_SOURCE PASSAGE:_
"Real" or "Expedient"?: Hannah Smith's Georgian Monarchy: Politics and Culture and the Question of Hanoverian Loyalty

Toni Bowers
University of Pennsylvania

Georgian Monarch: Politics and Culture, 1714-1760 (Cambridge 2006) sets out to revise received historical wisdom regarding George I and George II.   (Despite the book's title, George III is a comparatively shadowy presence here, and George IV is mentioned only once.)   Beginning with a bold attack on the historians' truism that the early Hanoverians "inspired little popular support or enthusiasm," Hannah Smith argues that a vibrant and consequential "culture of monarchy" flourished between 1714 and 1760, a ground-up "cult of kingship" that, once perceived, "requires us to reconsider--even rethink--the dynamics of politics and society in early Georgian Britain" (2).   Royal imagery under the first two Georges was seldom promulgated by the monarchs themselves, Smith contends, but emerged nevertheless, by long habit, from several sources including institutions (e.g., the established churches and the army), and the efforts of enthusiastically loyal individuals and communities.   Often, she observes, such imagery was produced because of commercial motivations.   In short, though "it has been widely argued" that George I's reign "saw but slight evidence of any cult of kingship or culture of monarchy," Georgian Monarchy argues to the contrary with a particular aim of furthering the "rehabilitation of the first two Georgian kings" (246).

Smith is straightforward about the circumstances that worked against the popularity of the early Hanoverians.   George I, famously, spoke no English when he ascended.   He also arrived in London in 1714 with two "ugly mistresses" (3) but without his consort, Sophia Dorothea of Celle, whom he had divorced and locked up in Hanover twenty years earlier (she died, never having visited Britain, in 1726).   He practiced Lutheranism, not Anglicanism, and he presided over bitter, public family infighting.   Compounding all these detriments to the Georges' likeability, Smith notes, is the fact that their history "was mainly written by the Victorians," who were looking for "the heroic, the tragic, the sentimental, the emotive" and found it not in the Hanoverians, but in the fallen Stuarts (3-4).

_REQUIRED WORK:_ Reproduce word for word the part of the review of Hannah Smith's book that begins at the words "Smith is straightforward" and ends after the words "fallen Stuarts (3-4).".

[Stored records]
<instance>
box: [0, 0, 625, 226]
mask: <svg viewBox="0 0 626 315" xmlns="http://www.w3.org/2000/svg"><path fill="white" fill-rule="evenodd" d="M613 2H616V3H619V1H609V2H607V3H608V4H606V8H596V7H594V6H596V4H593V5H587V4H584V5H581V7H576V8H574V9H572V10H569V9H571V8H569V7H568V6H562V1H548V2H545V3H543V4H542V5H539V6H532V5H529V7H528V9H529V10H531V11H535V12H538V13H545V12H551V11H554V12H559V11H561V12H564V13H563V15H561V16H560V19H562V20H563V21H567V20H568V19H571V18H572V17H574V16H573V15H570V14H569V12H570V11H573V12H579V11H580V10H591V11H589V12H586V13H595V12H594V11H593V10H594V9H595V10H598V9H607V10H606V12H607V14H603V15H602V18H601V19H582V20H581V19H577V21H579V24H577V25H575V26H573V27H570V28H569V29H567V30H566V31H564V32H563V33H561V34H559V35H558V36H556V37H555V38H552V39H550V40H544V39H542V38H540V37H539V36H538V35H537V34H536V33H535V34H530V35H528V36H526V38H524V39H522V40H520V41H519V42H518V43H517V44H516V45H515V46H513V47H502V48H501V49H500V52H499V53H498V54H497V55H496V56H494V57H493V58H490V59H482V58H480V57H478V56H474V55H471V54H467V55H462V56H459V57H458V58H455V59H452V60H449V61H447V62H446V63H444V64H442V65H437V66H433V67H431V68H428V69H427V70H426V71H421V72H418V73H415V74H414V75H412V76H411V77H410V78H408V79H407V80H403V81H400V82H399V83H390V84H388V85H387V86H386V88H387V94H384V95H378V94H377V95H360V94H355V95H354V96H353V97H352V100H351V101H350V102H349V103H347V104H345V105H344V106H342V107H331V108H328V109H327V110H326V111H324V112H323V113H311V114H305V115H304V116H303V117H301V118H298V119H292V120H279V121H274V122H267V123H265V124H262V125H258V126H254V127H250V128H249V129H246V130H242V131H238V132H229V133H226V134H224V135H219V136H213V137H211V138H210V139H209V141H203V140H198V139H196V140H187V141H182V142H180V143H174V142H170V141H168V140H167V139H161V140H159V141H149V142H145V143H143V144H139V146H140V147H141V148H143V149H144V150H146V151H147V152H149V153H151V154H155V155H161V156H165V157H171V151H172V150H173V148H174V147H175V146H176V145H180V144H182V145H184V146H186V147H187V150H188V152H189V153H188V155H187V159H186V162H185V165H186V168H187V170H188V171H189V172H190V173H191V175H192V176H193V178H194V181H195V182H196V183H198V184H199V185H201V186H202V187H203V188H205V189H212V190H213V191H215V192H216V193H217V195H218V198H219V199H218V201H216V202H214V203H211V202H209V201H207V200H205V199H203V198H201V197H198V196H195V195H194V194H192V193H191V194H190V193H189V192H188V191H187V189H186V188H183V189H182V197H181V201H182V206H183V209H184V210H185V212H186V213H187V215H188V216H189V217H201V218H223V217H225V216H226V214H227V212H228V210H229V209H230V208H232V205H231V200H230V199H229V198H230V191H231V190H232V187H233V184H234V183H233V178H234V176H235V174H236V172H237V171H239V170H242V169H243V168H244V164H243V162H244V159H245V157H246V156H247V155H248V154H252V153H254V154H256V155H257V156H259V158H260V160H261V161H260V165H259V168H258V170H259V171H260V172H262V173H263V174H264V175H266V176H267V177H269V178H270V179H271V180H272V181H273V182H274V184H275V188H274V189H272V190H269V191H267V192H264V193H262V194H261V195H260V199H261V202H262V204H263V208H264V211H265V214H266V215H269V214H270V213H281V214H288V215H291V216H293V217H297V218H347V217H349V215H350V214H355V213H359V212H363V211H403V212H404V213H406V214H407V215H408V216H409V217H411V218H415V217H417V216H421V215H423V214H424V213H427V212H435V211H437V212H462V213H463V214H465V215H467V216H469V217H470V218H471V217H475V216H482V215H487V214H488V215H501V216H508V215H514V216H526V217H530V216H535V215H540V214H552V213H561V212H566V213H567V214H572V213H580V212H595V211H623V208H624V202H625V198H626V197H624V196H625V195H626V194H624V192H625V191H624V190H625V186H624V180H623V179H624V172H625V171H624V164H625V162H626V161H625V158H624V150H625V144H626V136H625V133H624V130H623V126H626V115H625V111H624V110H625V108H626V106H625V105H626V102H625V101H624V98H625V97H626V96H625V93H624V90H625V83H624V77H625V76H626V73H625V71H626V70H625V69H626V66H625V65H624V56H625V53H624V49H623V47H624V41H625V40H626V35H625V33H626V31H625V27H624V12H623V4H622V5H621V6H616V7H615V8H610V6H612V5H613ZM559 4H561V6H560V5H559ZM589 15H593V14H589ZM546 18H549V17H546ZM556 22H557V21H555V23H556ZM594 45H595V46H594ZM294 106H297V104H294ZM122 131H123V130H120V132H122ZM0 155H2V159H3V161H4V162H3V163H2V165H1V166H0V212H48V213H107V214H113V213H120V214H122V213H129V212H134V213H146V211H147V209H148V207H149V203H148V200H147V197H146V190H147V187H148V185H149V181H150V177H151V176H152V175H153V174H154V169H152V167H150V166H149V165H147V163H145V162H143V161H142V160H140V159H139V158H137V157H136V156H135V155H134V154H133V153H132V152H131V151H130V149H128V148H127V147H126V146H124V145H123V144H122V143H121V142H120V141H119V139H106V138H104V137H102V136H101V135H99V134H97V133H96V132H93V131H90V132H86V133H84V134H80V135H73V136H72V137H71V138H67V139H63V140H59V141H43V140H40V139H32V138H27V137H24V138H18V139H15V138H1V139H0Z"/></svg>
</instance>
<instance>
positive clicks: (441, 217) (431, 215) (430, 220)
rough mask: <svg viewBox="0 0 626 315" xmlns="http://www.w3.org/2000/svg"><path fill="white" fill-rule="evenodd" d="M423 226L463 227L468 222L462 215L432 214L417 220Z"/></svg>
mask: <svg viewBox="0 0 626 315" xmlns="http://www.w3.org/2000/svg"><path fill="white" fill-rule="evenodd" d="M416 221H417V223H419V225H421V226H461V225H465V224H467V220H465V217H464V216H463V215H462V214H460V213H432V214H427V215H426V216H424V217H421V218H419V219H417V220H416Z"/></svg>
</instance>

_RESULT OF THE TASK:_
Smith is straightforward about the circumstances that worked against the popularity of the early Hanoverians.   George I, famously, spoke no English when he ascended.   He also arrived in London in 1714 with two "ugly mistresses" (3) but without his consort, Sophia Dorothea of Celle, whom he had divorced and locked up in Hanover twenty years earlier (she died, never having visited Britain, in 1726).   He practiced Lutheranism, not Anglicanism, and he presided over bitter, public family infighting.   Compounding all these detriments to the Georges' likeability, Smith notes, is the fact that their history "was mainly written by the Victorians," who were looking for "the heroic, the tragic, the sentimental, the emotive" and found it not in the Hanoverians, but in the fallen Stuarts (3-4).